In operation 320-2, the augmented reality device 1000 may be configured to identify a condition of providing a service to be provided to the user. The condition of providing the service (for example, the service providing condition) may be a preset condition necessary to provide a high-quality service to the user. For example, the service providing condition may be a condition set in relation to arithmetic processing of an image for object recognition and/or object identification. According to an embodiment, the service providing condition may be configured in advance according to predetermined standards in order to provide high-quality services to users, and may be configured differently, for example, depending on whether accuracy of the service is important or real-time capability of the service is important. Conditions for providing services may include, for example, conditions related to a target accuracy, a target latency, a computation demand, and/or a communication state. For example, the target accuracy may include a degree to accurately recognize an object (for example, the target accuracy may include a required level of detail for recognizing the object and, if the target accuracy includes a high level of detail, the augmented reality device 1000 may be configured to recognize the object using at least one of the second artificial intelligence model 20 and the third artificial intelligence model 30), the target latency may include waiting time required for object recognition, and the computation demand may include the amount of computation of an artificial intelligence model to be used for object recognition (for example, if the computation demand includes an amount of computation which is too high for the first artificial intelligence model 10, the augmented reality device 1000 may be configured to recognize the object using at least one of the second artificial intelligence model 20 and the third artificial intelligence model 30). For example, the target accuracy may be digitized and configured by an accuracy level, and the target latency may be digitized and configured by a real-time level, but is not limited thereto.


In operation 340-1, the augmented reality device 1000 may be configured to select an artificial intelligence model among the first artificial intelligence model 10 in the augmented reality device 1000, the second artificial intelligence model 20 in the external electronic device 2000 or the third artificial intelligence model 30 in the server 3000.


The augmented reality device 1000 may be configured to select an intelligence model for object recognition by considering the accuracy and/or the real-time capability of the service to be provided to the user. For example, if the service to be provided to the user requires high accuracy, the second artificial intelligence model 20 in the external electronic device 2000 may be selected. In another example, if the service to be provided to the user requires real-time capability, the first artificial intelligence model 10 in the augmented reality device 1000 may be selected.

• [JOB A]: Rewrite the listing between the line holding "of the glass" and the end of the listing, inclusive, with "dot" replaced by "mark" and everything else unchanged.
The augmented reality passage and the listing come from unrelated sources.

• [RECORDS]:

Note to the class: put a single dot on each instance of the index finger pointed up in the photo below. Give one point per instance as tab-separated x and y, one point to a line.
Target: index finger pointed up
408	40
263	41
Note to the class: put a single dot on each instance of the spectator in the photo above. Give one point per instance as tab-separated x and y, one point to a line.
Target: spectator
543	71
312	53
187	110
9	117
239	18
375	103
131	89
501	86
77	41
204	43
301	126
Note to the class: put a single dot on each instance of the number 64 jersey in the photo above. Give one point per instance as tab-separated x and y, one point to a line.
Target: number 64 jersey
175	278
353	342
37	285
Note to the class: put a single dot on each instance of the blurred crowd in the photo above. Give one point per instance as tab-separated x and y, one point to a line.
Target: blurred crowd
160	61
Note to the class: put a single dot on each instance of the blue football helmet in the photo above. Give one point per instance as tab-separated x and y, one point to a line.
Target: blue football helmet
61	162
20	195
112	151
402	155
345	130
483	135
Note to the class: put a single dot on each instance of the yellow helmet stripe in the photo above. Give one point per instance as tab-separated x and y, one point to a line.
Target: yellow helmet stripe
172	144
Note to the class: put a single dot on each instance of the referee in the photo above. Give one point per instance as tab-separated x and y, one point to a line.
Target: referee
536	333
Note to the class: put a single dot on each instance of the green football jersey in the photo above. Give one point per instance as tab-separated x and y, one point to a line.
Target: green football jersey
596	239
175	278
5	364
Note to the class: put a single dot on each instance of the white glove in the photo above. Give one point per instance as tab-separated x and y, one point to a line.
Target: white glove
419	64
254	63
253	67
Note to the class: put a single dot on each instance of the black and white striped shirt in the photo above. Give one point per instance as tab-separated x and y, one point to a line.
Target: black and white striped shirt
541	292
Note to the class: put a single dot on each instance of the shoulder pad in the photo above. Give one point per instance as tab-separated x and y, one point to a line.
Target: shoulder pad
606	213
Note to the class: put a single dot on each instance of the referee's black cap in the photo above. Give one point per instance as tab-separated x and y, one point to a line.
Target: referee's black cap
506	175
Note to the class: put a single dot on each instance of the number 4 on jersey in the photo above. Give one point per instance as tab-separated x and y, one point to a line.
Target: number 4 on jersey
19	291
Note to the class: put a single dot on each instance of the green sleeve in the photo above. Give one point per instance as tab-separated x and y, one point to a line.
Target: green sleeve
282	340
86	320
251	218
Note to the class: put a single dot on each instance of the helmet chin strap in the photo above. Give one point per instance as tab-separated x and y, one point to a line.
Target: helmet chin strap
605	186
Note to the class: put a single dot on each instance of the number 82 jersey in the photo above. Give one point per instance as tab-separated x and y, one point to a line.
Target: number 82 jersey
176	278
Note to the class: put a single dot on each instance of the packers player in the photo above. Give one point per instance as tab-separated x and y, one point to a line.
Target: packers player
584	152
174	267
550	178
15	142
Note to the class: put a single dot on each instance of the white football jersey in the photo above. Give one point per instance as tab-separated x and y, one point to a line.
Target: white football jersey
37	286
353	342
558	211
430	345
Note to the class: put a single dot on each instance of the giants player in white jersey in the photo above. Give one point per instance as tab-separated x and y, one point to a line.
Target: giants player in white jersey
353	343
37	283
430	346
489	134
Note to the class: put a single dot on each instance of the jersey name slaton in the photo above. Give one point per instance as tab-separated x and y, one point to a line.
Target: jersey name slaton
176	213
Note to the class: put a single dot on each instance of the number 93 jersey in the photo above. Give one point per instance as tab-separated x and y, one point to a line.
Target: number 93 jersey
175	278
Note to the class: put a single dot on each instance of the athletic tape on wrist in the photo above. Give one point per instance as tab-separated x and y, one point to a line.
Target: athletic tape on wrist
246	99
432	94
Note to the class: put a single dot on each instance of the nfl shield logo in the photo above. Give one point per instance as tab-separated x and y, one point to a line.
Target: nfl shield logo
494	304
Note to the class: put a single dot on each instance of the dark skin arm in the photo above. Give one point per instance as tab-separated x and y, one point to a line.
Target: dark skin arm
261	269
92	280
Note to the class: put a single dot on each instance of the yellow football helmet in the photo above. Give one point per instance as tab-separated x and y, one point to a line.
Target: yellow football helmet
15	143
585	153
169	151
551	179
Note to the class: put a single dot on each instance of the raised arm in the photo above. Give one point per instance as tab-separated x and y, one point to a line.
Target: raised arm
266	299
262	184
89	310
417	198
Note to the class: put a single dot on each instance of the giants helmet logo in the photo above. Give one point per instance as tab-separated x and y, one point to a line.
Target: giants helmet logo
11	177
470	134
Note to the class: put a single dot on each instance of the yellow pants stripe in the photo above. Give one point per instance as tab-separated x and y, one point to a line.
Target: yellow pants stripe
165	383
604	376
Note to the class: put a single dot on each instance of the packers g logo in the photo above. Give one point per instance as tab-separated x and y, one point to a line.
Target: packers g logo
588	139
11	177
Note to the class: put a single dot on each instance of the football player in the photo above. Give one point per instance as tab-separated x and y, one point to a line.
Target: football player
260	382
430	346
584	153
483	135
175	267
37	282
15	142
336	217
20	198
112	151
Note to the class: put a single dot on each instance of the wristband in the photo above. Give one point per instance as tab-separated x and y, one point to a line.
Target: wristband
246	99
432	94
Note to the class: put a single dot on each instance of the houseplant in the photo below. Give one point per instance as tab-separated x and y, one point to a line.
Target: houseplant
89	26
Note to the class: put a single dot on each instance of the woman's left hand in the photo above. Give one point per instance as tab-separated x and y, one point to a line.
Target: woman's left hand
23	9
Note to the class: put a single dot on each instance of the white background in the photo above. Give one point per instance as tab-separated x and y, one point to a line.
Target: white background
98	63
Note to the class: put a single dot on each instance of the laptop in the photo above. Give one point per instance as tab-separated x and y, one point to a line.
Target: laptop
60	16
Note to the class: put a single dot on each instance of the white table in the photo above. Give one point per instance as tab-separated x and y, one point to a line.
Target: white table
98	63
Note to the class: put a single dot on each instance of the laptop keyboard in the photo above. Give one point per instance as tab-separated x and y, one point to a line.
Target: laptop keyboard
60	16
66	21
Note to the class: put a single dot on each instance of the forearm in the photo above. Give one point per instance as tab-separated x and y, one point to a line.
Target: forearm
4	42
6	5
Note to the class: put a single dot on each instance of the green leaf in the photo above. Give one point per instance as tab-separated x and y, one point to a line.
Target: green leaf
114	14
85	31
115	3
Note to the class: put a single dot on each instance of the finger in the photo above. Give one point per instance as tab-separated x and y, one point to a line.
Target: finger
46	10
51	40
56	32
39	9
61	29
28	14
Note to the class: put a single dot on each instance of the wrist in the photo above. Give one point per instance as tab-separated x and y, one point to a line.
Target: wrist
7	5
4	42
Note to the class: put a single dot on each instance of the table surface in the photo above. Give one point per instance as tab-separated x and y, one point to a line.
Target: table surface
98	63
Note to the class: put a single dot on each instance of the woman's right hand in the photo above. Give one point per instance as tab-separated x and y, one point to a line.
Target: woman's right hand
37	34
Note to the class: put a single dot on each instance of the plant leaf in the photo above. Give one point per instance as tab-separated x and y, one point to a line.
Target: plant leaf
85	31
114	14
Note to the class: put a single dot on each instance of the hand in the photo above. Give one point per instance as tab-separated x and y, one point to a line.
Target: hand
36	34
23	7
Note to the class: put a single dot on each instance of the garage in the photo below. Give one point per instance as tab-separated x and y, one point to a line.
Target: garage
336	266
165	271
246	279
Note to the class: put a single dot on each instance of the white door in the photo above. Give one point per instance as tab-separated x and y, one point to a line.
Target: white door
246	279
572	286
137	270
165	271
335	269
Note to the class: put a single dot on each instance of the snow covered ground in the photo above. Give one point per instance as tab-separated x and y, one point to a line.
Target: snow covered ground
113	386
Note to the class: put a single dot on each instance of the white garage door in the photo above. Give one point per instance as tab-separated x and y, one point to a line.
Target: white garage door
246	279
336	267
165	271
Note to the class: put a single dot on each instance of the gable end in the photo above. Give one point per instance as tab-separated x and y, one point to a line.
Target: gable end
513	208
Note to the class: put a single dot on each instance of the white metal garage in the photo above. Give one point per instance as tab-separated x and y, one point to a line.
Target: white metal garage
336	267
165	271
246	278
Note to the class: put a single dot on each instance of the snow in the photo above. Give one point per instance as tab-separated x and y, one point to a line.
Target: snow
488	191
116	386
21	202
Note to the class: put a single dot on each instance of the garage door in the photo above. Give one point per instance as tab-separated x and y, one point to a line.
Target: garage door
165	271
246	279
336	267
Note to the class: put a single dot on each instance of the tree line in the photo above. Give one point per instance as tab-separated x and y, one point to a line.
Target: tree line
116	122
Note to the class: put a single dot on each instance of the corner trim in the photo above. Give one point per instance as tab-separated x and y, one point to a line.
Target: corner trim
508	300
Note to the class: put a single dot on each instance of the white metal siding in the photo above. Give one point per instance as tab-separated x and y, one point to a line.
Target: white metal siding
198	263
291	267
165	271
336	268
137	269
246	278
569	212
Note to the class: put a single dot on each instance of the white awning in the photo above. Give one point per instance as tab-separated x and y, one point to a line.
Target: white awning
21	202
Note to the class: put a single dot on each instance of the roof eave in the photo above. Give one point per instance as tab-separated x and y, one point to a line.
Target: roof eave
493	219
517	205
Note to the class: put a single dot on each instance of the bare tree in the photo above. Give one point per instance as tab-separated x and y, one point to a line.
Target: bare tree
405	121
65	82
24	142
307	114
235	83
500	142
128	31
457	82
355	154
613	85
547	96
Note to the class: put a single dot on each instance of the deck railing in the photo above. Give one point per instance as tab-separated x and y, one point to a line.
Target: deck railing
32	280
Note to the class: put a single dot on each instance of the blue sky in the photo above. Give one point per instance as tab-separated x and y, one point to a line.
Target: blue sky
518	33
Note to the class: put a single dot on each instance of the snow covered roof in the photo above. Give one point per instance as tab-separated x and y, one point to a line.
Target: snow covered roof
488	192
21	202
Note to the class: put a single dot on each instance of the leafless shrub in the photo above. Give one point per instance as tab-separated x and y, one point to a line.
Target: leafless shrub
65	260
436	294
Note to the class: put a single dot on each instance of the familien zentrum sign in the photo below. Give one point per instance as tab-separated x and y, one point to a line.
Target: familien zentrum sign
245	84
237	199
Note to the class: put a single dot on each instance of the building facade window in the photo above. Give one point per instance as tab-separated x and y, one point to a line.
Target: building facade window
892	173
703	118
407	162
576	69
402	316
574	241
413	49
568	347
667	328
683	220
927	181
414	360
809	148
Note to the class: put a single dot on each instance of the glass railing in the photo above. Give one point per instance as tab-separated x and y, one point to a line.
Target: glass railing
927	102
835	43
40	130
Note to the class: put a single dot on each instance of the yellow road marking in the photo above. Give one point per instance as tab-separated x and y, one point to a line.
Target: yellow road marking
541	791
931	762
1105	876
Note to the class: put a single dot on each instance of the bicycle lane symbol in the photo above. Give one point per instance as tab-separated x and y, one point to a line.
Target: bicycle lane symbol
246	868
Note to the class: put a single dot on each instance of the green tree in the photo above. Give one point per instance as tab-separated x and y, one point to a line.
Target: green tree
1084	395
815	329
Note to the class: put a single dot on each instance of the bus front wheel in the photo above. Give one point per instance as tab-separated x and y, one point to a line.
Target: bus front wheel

• [JOB B]:
Answer these questions about the augmented reality passage:
(i) What may the target latency include?
(ii) Which model may be selected if the service requires real-time capability?
(iii) Where is the third artificial intelligence model 30 located?

• [FULL OUTPUT A]:
Note to the class: put a single mark on each instance of the glass railing in the photo above. Give one point per instance as tab-separated x and y, one point to a line.
Target: glass railing
927	102
835	43
40	130
Note to the class: put a single mark on each instance of the yellow road marking in the photo above. Give one point per instance as tab-separated x and y, one point to a line.
Target: yellow road marking
541	791
931	762
1105	876
Note to the class: put a single mark on each instance of the bicycle lane symbol in the photo above. Give one point per instance as tab-separated x and y, one point to a line.
Target: bicycle lane symbol
246	868
Note to the class: put a single mark on each instance of the green tree in the photo above. Give one point per instance as tab-separated x and y, one point to a line.
Target: green tree
1084	395
815	329
Note to the class: put a single mark on each instance of the bus front wheel in the photo above. Give one point per instance as tab-separated x and y, one point to a line.
Target: bus front wheel

• [FULL OUTPUT B]:
(i) The waiting time required for object recognition.
(ii) The first artificial intelligence model 10 in the augmented reality device 1000.
(iii) In the server 3000.